### What the task requires
Exactly reproduce each line of the listing that follows.

- - - -

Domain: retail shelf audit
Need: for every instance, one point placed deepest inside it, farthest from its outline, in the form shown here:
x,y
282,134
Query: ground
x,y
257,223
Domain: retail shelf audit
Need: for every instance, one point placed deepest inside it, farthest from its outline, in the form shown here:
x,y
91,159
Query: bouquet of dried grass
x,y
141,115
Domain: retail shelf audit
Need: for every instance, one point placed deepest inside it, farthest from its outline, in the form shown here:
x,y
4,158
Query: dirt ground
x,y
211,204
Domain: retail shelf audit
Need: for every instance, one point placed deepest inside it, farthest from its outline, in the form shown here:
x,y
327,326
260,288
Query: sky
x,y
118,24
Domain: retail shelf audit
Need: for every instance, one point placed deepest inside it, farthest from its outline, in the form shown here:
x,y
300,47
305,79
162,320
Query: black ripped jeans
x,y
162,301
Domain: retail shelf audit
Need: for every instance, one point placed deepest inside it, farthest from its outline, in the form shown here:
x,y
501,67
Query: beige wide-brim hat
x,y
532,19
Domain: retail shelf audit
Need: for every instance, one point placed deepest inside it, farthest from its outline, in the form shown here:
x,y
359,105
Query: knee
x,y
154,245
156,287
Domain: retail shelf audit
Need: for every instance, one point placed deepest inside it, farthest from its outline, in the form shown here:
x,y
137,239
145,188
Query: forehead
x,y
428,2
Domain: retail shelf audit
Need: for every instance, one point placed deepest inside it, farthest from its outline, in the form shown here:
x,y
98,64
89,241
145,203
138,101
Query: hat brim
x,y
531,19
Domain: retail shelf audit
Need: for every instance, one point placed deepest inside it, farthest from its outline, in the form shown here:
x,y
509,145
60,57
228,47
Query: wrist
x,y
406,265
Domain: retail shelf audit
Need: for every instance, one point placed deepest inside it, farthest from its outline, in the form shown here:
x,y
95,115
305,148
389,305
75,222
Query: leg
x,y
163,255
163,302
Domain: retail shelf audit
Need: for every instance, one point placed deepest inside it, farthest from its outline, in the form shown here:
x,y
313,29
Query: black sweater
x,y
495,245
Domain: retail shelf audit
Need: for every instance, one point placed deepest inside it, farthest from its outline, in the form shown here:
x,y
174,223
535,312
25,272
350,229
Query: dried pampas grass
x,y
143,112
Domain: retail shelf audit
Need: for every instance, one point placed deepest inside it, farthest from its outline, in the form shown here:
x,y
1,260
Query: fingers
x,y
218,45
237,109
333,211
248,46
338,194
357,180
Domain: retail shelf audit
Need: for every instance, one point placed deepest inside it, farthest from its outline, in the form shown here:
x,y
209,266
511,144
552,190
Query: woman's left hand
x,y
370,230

- - - -

### Expected answer
Domain: retail shelf audit
Need: for every instance, one point placed deepest inside it, farthest from its outline, in the form shown here:
x,y
282,134
Query: ground
x,y
257,223
Domain: retail shelf audit
Need: for every instance, one point placed deepest inside it, farthest from its outline, in the form shown here:
x,y
91,159
Query: bouquet of dried grass
x,y
141,115
Domain: retail shelf audit
Need: for every instance, one point placed deepest inside it, farthest from its outline, in the form shown here:
x,y
4,158
Query: dirt ground
x,y
211,204
Domain: retail shelf audit
Need: for every instance, one point placed deepest inside it, farthest from its outline, in the form shown here:
x,y
327,326
260,288
Query: sky
x,y
118,24
Domain: retail shelf audit
Need: for every instance, one point placed deepest inside it, farthest from its outline, in the form shown here:
x,y
300,47
305,79
162,320
Query: black ripped jeans
x,y
162,301
Domain: retail shelf audit
Need: for every instance, one point placed deepest inside it, farthest from its outline, in the form shown here:
x,y
501,67
Query: beige wide-brim hat
x,y
532,19
Domain: retail shelf audit
Need: for every instance, one point placed deepest inside it, farthest from its outline, in the form shown here:
x,y
359,105
Query: knee
x,y
154,245
156,287
Domain: retail shelf audit
Need: for every instance, one point placed deepest inside it, farthest from its outline, in the form shown here:
x,y
137,239
145,188
Query: forehead
x,y
428,2
Domain: retail shelf audit
Need: for every instance, one point placed deepest inside it, farthest from its outline, in the form shown here:
x,y
98,64
89,241
145,203
138,101
Query: hat brim
x,y
531,19
Domain: retail shelf audit
Need: for every instance, one point placed deepest inside it, farthest from its outline, in the form shown here:
x,y
509,145
60,57
228,47
Query: wrist
x,y
406,265
Domain: retail shelf audit
Need: for every instance, one point placed deepest inside it, farthest from its outline, in the form shown here:
x,y
95,115
305,148
389,305
75,222
Query: leg
x,y
163,255
163,302
Domain: retail shelf audit
Need: for every instance, one point placed deepest inside it, farthest from its outline, in the form shown here:
x,y
313,29
Query: black sweater
x,y
495,245
Domain: retail shelf audit
Need: for every instance, one point placed deepest inside it, farthest from its outline, in the form shown here:
x,y
174,223
535,312
25,272
350,229
Query: dried pampas grass
x,y
143,112
Domain: retail shelf audit
Need: for every instance, one point placed deepest inside it, farthest from its outline, in the form shown here:
x,y
1,260
Query: fingers
x,y
218,45
237,109
333,211
248,46
338,194
357,180
Domain: retail shelf audit
Need: for every instance, one point placed deepest inside it, farthest from its outline, in the form shown here:
x,y
209,266
511,144
552,190
Query: woman's left hand
x,y
370,230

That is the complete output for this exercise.